Data —
+-------+
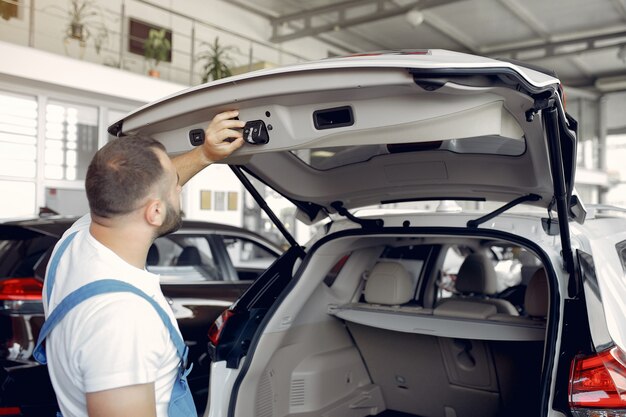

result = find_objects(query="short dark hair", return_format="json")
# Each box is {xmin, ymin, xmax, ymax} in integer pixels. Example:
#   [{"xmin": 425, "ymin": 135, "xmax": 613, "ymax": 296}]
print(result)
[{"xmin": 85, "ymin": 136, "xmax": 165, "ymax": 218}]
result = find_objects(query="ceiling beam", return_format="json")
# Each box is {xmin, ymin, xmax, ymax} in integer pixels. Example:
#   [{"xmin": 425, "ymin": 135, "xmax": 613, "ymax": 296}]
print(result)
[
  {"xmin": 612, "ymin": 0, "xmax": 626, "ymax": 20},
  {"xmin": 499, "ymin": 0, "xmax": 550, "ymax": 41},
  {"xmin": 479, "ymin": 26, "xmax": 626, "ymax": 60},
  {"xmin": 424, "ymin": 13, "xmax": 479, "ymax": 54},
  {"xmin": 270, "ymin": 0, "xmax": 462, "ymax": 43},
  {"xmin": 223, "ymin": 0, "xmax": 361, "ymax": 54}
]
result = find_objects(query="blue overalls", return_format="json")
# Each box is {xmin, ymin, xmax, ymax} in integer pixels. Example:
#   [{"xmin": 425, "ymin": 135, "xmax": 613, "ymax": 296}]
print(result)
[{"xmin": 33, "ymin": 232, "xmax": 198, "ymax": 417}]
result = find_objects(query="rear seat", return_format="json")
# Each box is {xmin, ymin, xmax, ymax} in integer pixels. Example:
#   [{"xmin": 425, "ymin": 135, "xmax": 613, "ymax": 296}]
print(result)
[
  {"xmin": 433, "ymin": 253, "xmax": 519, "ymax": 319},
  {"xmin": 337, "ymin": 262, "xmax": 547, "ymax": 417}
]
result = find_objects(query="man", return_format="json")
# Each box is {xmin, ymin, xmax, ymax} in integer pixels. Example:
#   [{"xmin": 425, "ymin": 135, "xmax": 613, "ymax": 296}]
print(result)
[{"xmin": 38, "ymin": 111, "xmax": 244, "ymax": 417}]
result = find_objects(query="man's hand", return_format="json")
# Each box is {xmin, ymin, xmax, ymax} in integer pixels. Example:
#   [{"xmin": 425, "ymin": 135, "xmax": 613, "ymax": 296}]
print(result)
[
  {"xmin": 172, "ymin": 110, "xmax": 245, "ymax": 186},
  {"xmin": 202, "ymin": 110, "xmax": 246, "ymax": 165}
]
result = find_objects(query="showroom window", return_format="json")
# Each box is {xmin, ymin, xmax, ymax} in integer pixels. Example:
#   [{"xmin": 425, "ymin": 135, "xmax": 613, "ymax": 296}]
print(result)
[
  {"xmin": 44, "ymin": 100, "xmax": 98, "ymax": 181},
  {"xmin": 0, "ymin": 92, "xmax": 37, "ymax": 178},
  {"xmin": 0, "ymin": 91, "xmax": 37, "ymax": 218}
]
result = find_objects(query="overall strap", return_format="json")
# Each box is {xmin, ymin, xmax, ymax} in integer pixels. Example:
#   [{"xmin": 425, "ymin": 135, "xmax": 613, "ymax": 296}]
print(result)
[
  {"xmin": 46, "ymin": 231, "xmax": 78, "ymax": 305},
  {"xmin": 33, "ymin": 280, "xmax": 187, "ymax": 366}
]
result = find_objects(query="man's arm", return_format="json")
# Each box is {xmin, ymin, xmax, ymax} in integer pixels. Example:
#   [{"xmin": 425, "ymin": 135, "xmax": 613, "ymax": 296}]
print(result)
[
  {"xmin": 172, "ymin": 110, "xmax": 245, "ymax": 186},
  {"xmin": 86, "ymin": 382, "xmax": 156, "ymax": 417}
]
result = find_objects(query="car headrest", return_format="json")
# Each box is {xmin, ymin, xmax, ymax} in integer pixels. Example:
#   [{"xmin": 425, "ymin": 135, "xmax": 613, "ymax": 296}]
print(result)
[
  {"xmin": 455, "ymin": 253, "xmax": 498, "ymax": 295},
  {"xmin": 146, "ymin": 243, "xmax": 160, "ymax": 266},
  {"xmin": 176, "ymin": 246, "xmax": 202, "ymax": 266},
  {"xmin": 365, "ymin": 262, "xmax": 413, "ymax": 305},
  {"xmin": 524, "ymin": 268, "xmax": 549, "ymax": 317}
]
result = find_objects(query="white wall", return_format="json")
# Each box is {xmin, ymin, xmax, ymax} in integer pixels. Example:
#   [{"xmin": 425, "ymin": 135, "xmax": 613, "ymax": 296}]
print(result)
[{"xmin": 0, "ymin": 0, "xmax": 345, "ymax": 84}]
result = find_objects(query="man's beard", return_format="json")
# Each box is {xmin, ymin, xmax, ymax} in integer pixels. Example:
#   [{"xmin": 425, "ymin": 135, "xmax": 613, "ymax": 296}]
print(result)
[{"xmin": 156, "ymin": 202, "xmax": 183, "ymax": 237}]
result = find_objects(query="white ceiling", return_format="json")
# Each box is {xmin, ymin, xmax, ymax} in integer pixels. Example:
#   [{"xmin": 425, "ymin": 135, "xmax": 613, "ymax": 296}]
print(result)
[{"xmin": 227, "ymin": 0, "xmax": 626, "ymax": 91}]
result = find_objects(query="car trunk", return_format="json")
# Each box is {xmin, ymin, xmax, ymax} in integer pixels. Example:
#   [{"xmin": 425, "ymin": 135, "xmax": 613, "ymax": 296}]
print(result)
+-------+
The request — Pull out every line of the rows above that contains the string "white", matching case exactly.

Reply to the task —
result = find_objects(query="white wall", return_format="json")
result = find_objects(query="white ceiling", return_format="json")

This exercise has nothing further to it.